# WHAT TO WORK ON
Substitute "brussels sprout" for "roasted brussels sprout" everywhere in the items below, leaving everything else as it is.

(Data listing)

########

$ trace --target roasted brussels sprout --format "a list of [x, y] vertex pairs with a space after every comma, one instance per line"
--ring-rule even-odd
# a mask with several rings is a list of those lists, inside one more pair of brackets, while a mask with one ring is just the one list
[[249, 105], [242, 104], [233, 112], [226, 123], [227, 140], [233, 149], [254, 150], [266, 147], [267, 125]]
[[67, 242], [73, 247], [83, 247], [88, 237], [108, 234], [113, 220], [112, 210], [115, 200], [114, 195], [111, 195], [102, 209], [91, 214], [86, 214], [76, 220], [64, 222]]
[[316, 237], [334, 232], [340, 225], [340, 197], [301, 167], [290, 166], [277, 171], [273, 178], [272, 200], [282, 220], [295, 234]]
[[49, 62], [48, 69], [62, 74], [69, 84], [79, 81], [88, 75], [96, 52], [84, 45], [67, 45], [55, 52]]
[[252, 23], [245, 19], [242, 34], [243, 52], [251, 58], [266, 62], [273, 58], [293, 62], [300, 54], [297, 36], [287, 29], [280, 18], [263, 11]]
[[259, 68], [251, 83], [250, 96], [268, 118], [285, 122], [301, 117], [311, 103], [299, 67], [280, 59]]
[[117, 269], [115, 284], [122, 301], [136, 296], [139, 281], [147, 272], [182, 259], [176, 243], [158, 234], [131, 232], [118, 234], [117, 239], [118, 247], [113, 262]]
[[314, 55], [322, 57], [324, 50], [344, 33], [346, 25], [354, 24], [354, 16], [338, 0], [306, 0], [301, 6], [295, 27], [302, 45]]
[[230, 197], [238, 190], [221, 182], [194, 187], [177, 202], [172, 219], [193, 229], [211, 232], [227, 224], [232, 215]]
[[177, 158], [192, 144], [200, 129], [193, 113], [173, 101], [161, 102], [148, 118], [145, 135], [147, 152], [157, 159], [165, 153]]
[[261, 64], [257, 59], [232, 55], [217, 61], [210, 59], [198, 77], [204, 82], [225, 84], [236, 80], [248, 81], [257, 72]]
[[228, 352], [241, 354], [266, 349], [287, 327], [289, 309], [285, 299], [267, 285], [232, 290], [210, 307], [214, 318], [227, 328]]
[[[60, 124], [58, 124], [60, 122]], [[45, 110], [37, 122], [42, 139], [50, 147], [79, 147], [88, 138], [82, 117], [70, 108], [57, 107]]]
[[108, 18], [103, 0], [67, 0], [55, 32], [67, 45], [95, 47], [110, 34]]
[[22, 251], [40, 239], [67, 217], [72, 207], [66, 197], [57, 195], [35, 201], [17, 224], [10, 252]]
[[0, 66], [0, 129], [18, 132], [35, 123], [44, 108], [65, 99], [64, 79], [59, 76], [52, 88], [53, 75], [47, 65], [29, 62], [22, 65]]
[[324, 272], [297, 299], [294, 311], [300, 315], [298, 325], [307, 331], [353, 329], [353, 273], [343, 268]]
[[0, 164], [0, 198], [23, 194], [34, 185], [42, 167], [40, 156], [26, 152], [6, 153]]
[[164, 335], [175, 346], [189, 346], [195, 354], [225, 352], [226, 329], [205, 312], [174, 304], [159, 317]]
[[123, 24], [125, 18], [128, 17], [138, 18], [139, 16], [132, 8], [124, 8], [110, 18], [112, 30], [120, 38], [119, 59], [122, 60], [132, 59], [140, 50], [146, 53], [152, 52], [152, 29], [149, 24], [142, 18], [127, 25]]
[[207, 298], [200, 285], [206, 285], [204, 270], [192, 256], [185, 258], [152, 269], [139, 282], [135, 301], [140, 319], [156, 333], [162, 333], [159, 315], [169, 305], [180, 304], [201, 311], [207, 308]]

########

# RESULT OF THE TASK
$ trace --target brussels sprout --format "a list of [x, y] vertex pairs with a space after every comma, one instance per line"
--ring-rule even-odd
# a mask with several rings is a list of those lists, inside one more pair of brackets, while a mask with one ring is just the one list
[[249, 105], [242, 104], [233, 112], [226, 123], [227, 140], [233, 149], [254, 150], [266, 147], [267, 125]]
[[67, 242], [73, 247], [83, 247], [88, 237], [108, 234], [113, 220], [112, 210], [115, 200], [114, 195], [111, 195], [102, 209], [91, 214], [86, 214], [76, 220], [64, 222]]
[[316, 237], [334, 232], [340, 225], [340, 197], [301, 167], [290, 166], [277, 171], [273, 178], [272, 200], [282, 220], [295, 234]]
[[49, 62], [48, 69], [62, 74], [69, 84], [79, 81], [88, 75], [96, 52], [84, 45], [67, 45], [55, 52]]
[[252, 23], [245, 19], [242, 34], [243, 52], [251, 58], [266, 62], [273, 58], [293, 62], [300, 54], [297, 36], [287, 29], [280, 18], [263, 11]]
[[259, 68], [251, 83], [250, 96], [268, 118], [285, 122], [301, 117], [311, 103], [299, 67], [280, 59]]
[[117, 269], [115, 284], [122, 301], [136, 296], [139, 281], [147, 272], [182, 259], [176, 243], [158, 234], [131, 232], [118, 234], [117, 239], [118, 247], [113, 262]]
[[314, 55], [322, 57], [324, 50], [344, 33], [346, 25], [354, 24], [354, 16], [338, 0], [306, 0], [301, 6], [295, 27], [302, 45]]
[[230, 197], [238, 190], [221, 182], [194, 187], [177, 202], [172, 219], [193, 229], [211, 232], [227, 224], [232, 215]]
[[177, 158], [192, 144], [200, 129], [193, 113], [173, 101], [161, 102], [148, 118], [145, 135], [147, 152], [157, 159], [165, 153]]
[[261, 64], [257, 59], [232, 55], [217, 61], [210, 59], [198, 77], [204, 82], [225, 84], [236, 80], [248, 81], [257, 72]]
[[228, 352], [241, 354], [266, 349], [287, 327], [289, 309], [285, 299], [267, 285], [232, 290], [210, 307], [214, 318], [227, 328]]
[[[60, 124], [58, 124], [60, 122]], [[45, 110], [37, 122], [42, 139], [50, 147], [79, 147], [88, 138], [82, 117], [70, 108], [57, 107]]]
[[108, 18], [103, 0], [67, 0], [55, 32], [67, 45], [95, 47], [110, 34]]
[[22, 251], [40, 239], [67, 217], [72, 207], [66, 197], [57, 195], [35, 201], [17, 224], [10, 252]]
[[0, 66], [0, 129], [18, 132], [35, 123], [44, 108], [65, 99], [64, 79], [59, 76], [52, 88], [53, 75], [47, 65], [29, 62], [22, 65]]
[[324, 272], [297, 299], [294, 311], [300, 315], [298, 325], [307, 331], [353, 329], [353, 273], [343, 268]]
[[0, 164], [0, 198], [23, 194], [34, 185], [42, 167], [40, 156], [26, 152], [6, 153]]
[[164, 335], [175, 346], [189, 346], [195, 354], [225, 352], [226, 329], [205, 312], [174, 304], [159, 317]]
[[123, 24], [125, 18], [128, 17], [138, 18], [139, 16], [132, 8], [124, 8], [110, 18], [112, 30], [120, 38], [119, 59], [122, 60], [132, 59], [140, 50], [146, 53], [152, 52], [152, 29], [149, 24], [142, 18], [127, 25]]
[[207, 298], [200, 285], [206, 285], [204, 270], [192, 256], [185, 258], [152, 269], [139, 282], [135, 301], [140, 319], [156, 333], [162, 333], [159, 315], [169, 305], [180, 304], [201, 311], [207, 308]]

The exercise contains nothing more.